Job: Copy out everything from the line containing "Task | locate the white square" down to the last line, requests included, and shift every coordinate in the answers by adding 32 to it.

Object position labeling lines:
= = = = =

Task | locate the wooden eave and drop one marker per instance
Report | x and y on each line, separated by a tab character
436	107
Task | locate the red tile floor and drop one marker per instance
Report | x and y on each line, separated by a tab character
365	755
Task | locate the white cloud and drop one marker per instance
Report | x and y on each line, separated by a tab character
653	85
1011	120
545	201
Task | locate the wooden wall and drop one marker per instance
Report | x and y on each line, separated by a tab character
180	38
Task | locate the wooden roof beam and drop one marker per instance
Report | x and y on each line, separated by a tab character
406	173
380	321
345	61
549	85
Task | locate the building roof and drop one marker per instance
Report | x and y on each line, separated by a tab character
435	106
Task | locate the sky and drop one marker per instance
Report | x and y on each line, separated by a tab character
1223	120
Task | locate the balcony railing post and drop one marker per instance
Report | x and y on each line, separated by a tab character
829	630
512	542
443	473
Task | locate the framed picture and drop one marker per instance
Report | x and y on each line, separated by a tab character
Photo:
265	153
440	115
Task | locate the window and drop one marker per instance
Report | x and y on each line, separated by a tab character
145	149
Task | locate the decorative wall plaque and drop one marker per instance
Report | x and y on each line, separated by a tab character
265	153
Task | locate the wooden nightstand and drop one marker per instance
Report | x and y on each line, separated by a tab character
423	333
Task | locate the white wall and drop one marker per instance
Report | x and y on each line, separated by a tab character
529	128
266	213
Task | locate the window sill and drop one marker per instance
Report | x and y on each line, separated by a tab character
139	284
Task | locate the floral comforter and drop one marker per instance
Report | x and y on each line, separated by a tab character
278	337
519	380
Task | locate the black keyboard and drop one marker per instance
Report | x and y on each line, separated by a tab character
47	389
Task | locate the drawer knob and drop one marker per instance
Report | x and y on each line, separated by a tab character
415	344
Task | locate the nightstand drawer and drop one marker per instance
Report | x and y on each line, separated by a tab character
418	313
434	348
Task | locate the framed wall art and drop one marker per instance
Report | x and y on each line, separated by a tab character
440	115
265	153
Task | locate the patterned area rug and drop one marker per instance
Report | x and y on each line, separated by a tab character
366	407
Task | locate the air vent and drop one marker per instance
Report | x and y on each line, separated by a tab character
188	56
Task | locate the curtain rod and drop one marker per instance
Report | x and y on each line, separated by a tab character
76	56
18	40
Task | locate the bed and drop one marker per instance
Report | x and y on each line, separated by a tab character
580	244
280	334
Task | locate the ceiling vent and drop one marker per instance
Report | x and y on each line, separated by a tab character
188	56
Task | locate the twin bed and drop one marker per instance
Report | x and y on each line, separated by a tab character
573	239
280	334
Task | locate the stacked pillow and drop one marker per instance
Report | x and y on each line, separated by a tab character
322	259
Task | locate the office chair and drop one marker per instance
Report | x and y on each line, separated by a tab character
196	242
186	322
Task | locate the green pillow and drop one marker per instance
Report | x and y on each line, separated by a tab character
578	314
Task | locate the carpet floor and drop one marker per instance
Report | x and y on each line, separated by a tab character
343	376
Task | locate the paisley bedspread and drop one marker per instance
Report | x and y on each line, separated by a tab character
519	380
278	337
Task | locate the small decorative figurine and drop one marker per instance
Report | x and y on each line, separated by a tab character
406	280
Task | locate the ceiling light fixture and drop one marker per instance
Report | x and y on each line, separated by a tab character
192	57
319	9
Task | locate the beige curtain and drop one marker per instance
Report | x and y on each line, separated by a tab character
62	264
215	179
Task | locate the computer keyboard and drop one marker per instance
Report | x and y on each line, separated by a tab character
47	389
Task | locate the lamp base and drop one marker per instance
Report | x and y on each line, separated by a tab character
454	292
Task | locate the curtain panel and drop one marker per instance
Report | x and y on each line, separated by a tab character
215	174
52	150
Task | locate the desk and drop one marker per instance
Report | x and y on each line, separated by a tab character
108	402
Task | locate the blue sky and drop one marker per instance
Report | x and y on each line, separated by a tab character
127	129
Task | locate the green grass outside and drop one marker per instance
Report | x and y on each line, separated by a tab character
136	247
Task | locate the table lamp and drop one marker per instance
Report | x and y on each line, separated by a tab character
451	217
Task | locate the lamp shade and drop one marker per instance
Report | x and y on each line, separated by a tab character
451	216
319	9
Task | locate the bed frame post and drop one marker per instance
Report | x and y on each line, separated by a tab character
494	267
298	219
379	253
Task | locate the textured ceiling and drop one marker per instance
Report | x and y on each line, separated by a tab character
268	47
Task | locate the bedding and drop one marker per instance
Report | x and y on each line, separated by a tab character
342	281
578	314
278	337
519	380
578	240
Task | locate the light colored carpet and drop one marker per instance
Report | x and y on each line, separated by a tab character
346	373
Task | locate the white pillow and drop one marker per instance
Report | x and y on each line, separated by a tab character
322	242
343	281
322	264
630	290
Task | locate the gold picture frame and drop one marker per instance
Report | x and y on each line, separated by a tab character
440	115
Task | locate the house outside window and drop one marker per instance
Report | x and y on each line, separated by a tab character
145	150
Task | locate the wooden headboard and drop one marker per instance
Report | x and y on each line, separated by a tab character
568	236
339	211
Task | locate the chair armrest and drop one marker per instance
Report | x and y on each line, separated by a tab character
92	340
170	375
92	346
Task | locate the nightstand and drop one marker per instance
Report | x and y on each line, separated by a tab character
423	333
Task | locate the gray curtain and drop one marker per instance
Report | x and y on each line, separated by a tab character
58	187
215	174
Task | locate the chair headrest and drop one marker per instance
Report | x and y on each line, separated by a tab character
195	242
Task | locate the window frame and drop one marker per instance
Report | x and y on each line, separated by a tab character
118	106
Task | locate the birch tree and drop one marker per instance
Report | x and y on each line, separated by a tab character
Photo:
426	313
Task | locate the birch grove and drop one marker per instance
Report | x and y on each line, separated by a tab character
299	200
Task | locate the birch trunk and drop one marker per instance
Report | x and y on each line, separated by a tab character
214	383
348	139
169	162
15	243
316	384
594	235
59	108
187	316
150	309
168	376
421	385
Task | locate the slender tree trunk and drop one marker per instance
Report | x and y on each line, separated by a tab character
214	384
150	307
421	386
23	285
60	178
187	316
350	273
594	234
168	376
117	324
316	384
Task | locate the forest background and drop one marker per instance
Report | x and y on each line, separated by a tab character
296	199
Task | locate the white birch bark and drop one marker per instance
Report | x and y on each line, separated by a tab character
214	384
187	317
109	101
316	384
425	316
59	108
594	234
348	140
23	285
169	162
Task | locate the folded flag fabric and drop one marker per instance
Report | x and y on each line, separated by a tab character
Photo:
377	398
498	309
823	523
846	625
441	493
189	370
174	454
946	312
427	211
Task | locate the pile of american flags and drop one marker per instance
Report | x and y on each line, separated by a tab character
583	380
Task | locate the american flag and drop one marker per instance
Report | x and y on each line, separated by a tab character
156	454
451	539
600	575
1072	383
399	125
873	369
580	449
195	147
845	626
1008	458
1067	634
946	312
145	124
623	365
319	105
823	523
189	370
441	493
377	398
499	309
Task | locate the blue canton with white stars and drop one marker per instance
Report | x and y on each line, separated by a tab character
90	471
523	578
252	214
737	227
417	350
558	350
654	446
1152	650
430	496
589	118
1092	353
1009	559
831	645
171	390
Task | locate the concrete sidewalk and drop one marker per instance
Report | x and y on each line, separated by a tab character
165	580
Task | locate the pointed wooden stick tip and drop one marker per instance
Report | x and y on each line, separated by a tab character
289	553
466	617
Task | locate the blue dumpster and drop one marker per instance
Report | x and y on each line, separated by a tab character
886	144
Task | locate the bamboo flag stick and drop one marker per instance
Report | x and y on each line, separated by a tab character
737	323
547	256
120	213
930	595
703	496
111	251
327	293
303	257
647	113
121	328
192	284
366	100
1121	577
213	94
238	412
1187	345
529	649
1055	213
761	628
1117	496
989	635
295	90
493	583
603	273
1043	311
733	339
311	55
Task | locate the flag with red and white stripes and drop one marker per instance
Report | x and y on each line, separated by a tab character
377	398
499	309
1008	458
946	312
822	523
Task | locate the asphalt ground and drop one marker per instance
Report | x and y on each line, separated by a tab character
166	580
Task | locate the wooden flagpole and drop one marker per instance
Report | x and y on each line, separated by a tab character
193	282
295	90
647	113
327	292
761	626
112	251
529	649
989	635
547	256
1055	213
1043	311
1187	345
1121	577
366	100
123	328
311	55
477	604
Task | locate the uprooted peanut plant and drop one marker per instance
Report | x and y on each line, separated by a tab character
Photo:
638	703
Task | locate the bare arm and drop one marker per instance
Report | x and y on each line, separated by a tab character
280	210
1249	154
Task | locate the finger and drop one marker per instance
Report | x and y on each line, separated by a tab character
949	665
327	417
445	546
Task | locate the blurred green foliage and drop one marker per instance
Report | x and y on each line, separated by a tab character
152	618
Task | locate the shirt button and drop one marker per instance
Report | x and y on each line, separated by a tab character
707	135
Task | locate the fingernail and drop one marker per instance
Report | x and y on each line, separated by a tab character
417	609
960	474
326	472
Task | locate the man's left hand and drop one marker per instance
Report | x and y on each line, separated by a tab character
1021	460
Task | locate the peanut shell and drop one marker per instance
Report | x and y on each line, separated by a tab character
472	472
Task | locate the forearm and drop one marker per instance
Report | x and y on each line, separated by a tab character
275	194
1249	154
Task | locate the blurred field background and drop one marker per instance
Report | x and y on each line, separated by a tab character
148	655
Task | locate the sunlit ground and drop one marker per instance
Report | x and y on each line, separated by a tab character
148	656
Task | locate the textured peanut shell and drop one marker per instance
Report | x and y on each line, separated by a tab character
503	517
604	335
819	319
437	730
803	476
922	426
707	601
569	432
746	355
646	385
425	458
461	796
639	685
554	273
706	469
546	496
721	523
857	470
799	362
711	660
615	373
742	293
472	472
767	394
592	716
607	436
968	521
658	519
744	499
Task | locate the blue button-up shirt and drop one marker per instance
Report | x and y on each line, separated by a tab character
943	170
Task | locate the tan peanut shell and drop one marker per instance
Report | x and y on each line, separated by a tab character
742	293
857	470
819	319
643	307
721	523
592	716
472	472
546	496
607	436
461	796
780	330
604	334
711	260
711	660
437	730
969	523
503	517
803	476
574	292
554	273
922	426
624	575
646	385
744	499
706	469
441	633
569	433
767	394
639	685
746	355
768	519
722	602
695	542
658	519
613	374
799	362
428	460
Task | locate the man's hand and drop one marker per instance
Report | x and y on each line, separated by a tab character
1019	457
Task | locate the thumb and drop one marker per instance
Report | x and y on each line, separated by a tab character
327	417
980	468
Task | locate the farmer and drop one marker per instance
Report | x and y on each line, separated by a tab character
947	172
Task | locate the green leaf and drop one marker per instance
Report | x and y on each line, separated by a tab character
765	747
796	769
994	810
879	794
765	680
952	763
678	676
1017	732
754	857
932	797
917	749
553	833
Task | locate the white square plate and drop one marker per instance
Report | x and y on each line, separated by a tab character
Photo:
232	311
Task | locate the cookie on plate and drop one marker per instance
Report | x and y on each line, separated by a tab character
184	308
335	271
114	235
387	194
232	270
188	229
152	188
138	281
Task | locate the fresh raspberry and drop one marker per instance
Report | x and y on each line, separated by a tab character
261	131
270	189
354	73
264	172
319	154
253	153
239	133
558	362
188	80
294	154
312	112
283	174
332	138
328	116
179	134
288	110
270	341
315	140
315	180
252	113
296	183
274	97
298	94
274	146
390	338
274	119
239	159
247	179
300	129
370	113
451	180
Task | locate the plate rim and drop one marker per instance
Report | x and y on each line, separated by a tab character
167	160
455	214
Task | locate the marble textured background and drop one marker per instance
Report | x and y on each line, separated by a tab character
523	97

= = = = =

Reply to the exercise:
Task | locate the white square plate and drop one marker per instance
Report | x and y on each line, separated by a tab character
Photo:
264	343
Task | locate the cookie on plate and drop one marker per instance
Report | x and y on each line, separated by a tab character
216	340
367	303
146	267
419	226
264	302
220	261
184	220
170	313
Task | locate the fresh raspberry and drop one marker per instance
Report | x and y on each line, separated by a tab character
293	163
302	221
386	105
296	204
351	186
285	185
271	165
590	394
220	112
326	186
344	144
315	206
364	170
360	148
211	166
320	142
302	373
347	172
347	212
284	145
328	215
306	129
330	126
306	178
422	370
306	151
271	191
279	211
332	161
402	145
483	212
Task | locate the plate rim and drop one marker per instance
Report | x and y on each line, separated by a tab character
199	192
487	246
Task | locate the marble textured background and drop one marker per instance
Report | x and y on each line, separated by a tab character
555	129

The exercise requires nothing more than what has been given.